EXERCISE OBJECTIVE: Count the rows below that contain the word "main", and report only that number.

— Start of RECORD EXCERPTS —

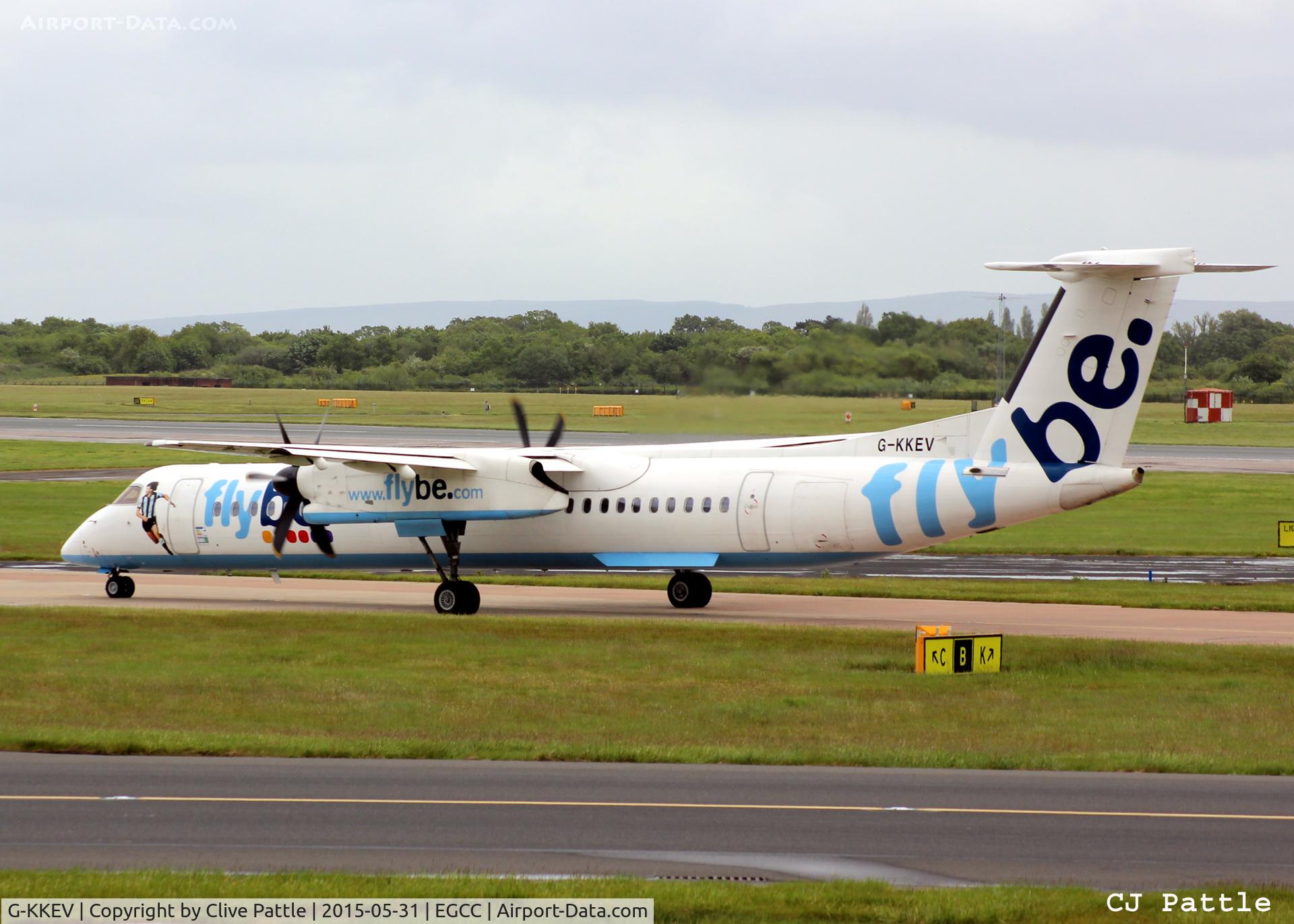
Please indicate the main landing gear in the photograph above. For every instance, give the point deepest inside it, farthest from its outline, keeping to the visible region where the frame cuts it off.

— End of RECORD EXCERPTS —
— Start of RECORD EXCERPTS —

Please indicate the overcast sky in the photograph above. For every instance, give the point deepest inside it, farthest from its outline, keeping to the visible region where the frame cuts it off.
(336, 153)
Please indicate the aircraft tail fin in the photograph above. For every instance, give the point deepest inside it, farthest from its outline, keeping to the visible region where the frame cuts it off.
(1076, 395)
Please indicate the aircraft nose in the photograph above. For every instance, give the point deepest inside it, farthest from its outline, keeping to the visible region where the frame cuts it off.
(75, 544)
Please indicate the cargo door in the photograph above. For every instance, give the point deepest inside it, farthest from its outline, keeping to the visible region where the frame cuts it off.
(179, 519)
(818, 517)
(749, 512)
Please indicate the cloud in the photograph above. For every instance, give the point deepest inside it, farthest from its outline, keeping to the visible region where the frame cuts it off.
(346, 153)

— End of RECORD EXCERPTS —

ANSWER TO THE PROBLEM: 1